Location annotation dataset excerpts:

════════════════════

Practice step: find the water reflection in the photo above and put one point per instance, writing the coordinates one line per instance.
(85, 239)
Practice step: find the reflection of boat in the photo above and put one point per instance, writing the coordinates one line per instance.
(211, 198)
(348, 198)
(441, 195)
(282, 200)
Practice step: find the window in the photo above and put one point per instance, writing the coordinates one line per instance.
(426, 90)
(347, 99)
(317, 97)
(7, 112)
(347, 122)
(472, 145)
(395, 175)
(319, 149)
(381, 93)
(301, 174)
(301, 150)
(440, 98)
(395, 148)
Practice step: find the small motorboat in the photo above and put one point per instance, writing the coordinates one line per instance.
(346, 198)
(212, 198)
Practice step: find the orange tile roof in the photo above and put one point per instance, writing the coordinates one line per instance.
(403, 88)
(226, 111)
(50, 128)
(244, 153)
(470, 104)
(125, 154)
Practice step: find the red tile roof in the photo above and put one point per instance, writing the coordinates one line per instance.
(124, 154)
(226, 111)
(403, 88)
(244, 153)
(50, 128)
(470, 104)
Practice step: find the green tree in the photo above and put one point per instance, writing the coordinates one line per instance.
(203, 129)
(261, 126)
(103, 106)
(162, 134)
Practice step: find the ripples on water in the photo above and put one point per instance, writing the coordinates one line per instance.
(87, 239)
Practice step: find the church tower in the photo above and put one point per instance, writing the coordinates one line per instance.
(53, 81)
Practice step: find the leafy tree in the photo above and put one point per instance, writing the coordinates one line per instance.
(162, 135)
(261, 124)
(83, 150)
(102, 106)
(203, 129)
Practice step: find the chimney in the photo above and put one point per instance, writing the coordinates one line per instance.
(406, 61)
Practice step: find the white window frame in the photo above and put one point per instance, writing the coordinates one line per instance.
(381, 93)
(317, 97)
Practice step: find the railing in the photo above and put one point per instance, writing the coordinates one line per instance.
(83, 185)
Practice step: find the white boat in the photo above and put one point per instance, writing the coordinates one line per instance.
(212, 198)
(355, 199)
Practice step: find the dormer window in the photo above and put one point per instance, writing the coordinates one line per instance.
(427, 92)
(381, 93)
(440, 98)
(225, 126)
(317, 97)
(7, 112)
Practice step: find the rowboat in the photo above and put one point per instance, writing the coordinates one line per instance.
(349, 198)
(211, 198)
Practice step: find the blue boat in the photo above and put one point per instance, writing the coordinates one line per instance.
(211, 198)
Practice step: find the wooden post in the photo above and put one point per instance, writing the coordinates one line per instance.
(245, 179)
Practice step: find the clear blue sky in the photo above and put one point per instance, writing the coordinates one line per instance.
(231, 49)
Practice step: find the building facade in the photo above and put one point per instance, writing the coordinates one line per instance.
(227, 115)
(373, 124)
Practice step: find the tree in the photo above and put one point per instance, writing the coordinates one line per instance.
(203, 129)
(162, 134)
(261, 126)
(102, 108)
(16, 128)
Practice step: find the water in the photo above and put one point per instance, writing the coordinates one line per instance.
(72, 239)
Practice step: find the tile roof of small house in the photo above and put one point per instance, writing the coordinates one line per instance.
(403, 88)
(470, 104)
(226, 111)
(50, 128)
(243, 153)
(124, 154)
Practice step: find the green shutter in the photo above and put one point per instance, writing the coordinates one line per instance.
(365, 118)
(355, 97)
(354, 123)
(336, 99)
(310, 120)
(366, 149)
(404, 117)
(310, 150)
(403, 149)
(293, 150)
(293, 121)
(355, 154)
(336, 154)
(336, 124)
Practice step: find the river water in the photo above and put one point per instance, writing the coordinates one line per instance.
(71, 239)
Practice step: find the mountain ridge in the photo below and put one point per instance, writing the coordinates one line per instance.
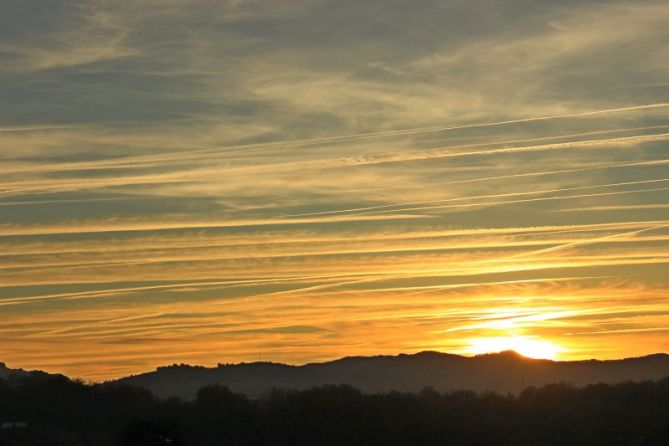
(503, 372)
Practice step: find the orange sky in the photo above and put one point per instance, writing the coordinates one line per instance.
(298, 181)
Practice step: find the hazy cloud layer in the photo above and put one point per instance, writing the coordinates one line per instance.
(313, 178)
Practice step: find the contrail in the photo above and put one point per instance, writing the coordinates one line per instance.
(356, 211)
(173, 156)
(583, 242)
(527, 200)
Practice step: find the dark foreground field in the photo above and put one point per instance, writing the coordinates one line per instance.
(53, 410)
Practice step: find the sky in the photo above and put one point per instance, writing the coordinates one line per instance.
(200, 181)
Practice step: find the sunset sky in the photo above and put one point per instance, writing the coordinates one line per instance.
(207, 181)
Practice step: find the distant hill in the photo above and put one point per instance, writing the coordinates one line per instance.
(6, 372)
(505, 372)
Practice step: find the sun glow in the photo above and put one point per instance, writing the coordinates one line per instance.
(526, 346)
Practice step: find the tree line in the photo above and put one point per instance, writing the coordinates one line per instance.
(46, 410)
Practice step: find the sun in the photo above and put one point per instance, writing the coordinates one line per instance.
(525, 345)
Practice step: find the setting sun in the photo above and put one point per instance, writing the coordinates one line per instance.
(526, 346)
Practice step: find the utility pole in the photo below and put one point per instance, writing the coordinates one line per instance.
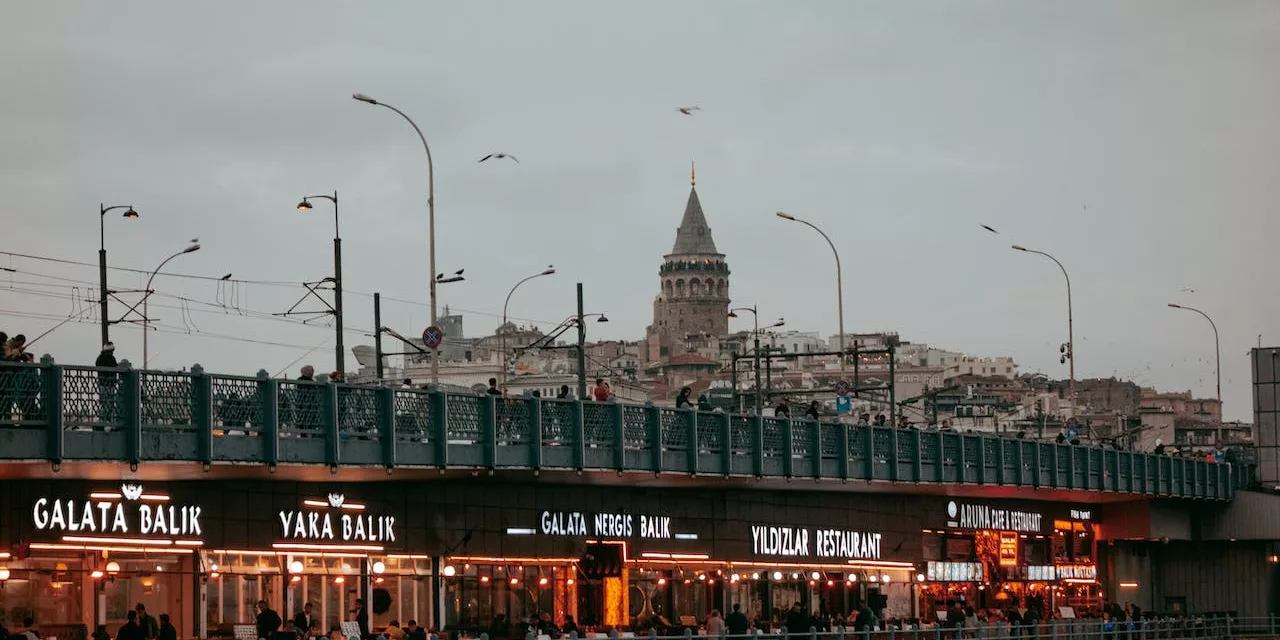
(378, 336)
(581, 347)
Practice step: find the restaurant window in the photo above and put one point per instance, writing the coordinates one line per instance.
(479, 593)
(42, 589)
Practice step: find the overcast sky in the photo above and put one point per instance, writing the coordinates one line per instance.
(1136, 141)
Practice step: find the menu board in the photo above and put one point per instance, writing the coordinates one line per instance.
(954, 571)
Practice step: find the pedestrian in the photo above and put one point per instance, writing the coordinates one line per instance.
(782, 410)
(602, 391)
(812, 412)
(108, 385)
(682, 400)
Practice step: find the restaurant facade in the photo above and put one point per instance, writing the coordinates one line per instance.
(455, 553)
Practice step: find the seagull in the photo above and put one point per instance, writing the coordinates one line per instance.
(498, 155)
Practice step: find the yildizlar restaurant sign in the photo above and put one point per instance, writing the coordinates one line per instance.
(336, 520)
(128, 512)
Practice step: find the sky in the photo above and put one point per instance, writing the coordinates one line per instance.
(1134, 141)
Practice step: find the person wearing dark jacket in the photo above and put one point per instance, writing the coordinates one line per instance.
(796, 620)
(865, 620)
(131, 630)
(268, 621)
(167, 630)
(736, 622)
(682, 400)
(362, 613)
(305, 621)
(782, 410)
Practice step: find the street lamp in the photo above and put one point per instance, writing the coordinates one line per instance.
(1069, 348)
(840, 284)
(502, 332)
(146, 296)
(755, 351)
(1217, 352)
(101, 261)
(430, 218)
(341, 356)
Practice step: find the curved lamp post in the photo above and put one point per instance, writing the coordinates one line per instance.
(755, 333)
(502, 337)
(1069, 348)
(101, 261)
(430, 218)
(1217, 351)
(341, 356)
(840, 284)
(146, 296)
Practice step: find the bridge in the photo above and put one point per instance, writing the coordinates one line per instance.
(56, 415)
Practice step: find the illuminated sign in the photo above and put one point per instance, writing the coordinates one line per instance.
(1077, 572)
(604, 525)
(826, 543)
(1042, 572)
(131, 511)
(954, 571)
(984, 516)
(1008, 549)
(338, 520)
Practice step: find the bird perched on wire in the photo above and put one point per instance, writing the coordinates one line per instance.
(498, 156)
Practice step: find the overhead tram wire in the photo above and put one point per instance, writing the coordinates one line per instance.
(265, 283)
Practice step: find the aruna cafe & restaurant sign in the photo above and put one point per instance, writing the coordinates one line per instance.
(334, 520)
(129, 512)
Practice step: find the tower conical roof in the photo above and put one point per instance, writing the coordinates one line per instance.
(694, 236)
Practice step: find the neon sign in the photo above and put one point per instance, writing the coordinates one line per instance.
(607, 525)
(827, 543)
(131, 511)
(328, 520)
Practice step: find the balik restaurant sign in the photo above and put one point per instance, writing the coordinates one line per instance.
(604, 525)
(128, 512)
(984, 516)
(823, 543)
(334, 520)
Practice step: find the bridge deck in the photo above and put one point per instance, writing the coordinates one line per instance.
(69, 414)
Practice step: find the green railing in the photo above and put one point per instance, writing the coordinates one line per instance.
(59, 414)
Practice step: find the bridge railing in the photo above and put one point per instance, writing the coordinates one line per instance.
(58, 414)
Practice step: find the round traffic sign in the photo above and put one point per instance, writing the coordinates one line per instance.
(433, 337)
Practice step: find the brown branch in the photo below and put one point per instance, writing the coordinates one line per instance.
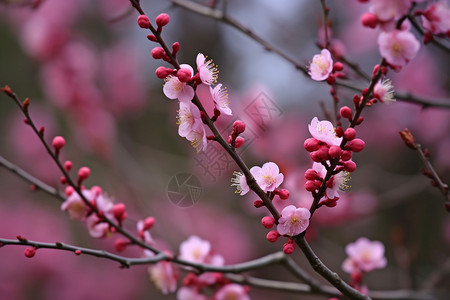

════════════════════

● To be done
Rewrite the part of the records that opens with the line containing "Practice step: find the neon" and runs through the end of the records, substituting "handrail" for every occurrence of "railing" and leaving everything else unchanged. Omit the pictures from your answer.

● Solution to the problem
Practice step: find the neon sign in the photo above and put one point per instance, writing the coordinates one line per instance.
(607, 525)
(827, 543)
(131, 511)
(328, 520)
Practice step: find the balik restaurant sign in the photo above and put one point per instance, writing the coordinates one line per instance.
(604, 525)
(128, 512)
(984, 516)
(823, 543)
(334, 520)
Practice step: find the bridge deck in the photo above and put one point per instance, writing the coordinates one line per instance.
(69, 414)
Practice step: find the green handrail in the photo above and put one point per instance, writing the coordinates one line per instance.
(59, 414)
Practice step: find the bridge handrail in the photo above and put one point per instance, writing the coordinates one line per instance.
(58, 414)
Practice step: find the round traffic sign in the photo above and put one point per instance, writing the coordinates one line per instance.
(433, 337)
Practice step: find the brown branch in the photo below and put one point per instance, writing the coordinates one line per instance.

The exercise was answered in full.